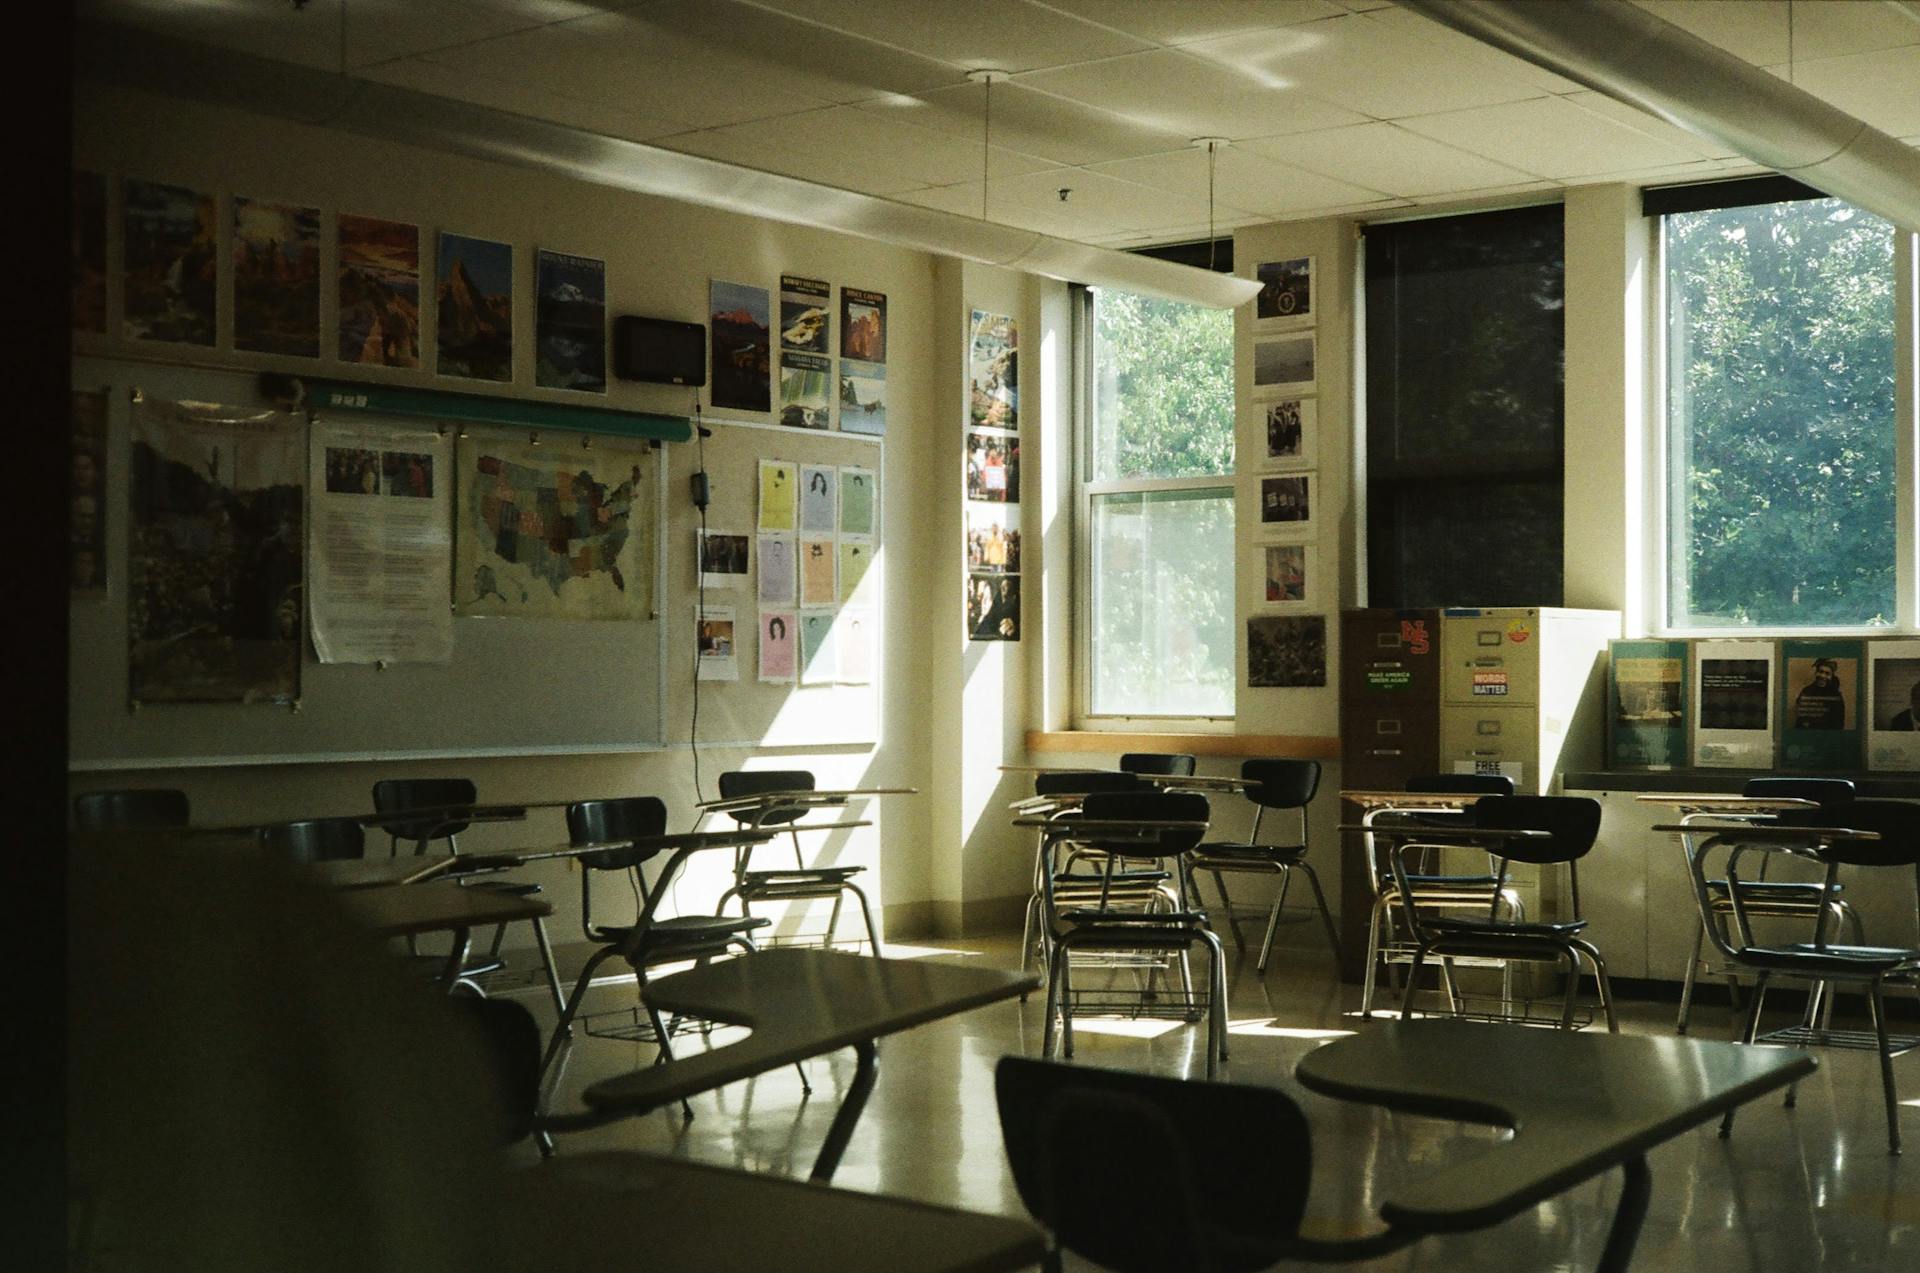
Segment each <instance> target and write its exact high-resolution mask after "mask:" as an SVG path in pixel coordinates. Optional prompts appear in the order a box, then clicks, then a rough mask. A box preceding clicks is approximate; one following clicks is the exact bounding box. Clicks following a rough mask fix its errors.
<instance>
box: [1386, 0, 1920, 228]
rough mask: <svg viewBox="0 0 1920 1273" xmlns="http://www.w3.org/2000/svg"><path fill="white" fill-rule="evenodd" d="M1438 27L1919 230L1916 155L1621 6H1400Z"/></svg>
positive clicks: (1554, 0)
***
Your instructions: Repeat the material above line for line, without any changes, and leave out the picture.

Output below:
Segment each <instance> target and write its exact high-resolution mask after "mask:" as an SVG path in pixel coordinates. Optional prompts appear in the order a box, then clicks, then a rough mask. A box preceding clicks is approximate; one following clicks is the exact bounding box. Clicks following a rough mask fix its errors.
<instance>
box: [1386, 0, 1920, 228]
rough mask: <svg viewBox="0 0 1920 1273" xmlns="http://www.w3.org/2000/svg"><path fill="white" fill-rule="evenodd" d="M1438 27L1919 230L1916 155L1621 6H1400Z"/></svg>
positive clicks: (1554, 0)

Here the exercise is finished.